__What this task involves__: Using the data below, copy out all lines with the word "mark".
-- -- --
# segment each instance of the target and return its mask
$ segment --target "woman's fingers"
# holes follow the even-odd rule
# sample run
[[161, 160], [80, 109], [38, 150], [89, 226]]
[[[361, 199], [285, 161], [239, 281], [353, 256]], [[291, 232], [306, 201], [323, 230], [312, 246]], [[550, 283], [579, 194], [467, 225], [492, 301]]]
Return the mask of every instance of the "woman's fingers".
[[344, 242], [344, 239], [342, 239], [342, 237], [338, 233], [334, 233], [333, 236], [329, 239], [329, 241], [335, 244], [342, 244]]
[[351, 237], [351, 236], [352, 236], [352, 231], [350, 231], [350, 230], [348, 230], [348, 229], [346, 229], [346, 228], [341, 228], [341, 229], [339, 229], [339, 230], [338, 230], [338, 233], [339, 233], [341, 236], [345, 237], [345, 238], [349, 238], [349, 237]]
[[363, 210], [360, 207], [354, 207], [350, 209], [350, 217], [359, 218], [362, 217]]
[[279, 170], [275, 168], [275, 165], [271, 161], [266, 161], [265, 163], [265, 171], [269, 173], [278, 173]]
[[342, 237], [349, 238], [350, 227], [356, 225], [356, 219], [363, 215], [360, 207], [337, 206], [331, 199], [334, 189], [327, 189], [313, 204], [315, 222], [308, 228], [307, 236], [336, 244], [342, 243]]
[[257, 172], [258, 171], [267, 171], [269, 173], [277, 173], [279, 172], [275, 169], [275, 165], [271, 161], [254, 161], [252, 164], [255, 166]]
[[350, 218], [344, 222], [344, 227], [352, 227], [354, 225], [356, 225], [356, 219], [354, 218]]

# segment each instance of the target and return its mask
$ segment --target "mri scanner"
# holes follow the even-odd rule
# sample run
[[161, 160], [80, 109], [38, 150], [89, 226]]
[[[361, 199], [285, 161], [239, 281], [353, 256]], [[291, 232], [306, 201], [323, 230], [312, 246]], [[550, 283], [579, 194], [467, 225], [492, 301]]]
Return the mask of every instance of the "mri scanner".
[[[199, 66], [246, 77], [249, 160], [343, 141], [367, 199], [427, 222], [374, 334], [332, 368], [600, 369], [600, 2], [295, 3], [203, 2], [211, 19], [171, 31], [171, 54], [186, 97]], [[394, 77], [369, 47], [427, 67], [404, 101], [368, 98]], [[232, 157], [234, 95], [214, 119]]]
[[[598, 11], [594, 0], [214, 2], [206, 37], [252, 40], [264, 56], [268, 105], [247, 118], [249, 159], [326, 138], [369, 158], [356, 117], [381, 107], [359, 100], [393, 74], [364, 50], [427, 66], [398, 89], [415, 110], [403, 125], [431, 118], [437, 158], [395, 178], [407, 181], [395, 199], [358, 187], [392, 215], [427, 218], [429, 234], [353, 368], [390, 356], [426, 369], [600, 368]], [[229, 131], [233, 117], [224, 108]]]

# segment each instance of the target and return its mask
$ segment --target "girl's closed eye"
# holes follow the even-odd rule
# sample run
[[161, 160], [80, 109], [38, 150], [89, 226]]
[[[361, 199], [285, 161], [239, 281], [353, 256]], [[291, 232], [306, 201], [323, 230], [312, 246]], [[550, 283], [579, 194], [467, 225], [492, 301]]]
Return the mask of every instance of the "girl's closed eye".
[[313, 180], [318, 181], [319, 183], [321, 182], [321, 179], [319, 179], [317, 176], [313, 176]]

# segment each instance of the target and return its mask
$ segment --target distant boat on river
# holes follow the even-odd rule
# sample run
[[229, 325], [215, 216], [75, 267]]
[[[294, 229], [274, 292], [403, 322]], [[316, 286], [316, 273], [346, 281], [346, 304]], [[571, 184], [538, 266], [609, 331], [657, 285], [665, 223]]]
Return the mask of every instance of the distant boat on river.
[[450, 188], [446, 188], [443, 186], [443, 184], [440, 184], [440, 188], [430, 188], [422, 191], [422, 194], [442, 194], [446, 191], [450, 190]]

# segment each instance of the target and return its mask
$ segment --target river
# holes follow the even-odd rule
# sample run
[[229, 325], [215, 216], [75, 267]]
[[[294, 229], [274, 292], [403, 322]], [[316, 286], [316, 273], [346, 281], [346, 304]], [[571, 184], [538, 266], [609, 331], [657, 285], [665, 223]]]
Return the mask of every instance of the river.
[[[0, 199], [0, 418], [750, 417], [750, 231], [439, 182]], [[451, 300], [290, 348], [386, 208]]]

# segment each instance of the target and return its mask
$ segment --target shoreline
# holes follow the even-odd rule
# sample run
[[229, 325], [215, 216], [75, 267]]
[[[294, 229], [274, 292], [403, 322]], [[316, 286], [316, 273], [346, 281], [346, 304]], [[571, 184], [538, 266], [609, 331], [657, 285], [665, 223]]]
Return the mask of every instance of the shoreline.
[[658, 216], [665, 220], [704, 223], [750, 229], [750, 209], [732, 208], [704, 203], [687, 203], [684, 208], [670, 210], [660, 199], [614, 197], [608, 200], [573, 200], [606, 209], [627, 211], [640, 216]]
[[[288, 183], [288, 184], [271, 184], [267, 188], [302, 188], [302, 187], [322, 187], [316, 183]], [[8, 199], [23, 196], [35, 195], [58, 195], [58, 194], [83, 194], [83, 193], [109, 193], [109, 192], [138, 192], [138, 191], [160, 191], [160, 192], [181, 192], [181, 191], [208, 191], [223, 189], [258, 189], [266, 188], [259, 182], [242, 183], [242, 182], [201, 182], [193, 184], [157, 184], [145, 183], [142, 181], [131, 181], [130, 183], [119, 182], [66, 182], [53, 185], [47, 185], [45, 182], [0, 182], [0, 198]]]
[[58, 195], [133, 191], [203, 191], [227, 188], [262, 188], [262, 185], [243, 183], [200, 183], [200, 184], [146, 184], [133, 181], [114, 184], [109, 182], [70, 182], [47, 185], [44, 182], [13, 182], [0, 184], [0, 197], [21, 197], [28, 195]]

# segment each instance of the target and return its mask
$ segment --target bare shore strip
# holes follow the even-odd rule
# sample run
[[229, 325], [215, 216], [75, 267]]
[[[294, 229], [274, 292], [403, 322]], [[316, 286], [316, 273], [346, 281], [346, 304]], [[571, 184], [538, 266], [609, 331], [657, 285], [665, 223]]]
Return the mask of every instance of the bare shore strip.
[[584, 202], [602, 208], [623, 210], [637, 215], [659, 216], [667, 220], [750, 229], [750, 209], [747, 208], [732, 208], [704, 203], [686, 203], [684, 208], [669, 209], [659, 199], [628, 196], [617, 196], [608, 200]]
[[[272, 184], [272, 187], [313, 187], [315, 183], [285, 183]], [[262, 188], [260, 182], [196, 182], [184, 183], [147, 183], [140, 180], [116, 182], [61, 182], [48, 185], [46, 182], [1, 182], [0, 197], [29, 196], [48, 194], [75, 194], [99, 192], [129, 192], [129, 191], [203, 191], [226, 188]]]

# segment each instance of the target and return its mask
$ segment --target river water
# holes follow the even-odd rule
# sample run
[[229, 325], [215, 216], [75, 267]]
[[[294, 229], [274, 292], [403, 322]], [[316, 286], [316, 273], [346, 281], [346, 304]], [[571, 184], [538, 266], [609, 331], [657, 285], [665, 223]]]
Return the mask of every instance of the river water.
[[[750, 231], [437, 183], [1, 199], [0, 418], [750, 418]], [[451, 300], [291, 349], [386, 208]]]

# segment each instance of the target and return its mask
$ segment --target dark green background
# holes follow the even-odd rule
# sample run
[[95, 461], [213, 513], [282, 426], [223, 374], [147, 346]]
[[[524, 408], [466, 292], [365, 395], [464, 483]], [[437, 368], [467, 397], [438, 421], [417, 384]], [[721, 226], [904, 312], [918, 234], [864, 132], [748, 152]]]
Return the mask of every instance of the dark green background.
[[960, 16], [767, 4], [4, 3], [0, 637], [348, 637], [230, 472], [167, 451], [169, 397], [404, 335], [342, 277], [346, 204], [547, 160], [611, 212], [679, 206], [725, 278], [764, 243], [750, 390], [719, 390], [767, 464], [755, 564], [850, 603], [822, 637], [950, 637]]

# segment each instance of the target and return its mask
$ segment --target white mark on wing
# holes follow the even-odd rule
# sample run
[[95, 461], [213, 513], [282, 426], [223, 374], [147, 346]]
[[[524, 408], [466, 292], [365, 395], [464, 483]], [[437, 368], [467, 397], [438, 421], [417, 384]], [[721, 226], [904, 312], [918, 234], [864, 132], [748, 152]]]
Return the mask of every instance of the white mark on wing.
-- -- --
__Result of this task__:
$ segment --target white mark on wing
Return the mask of every instance of the white mark on wing.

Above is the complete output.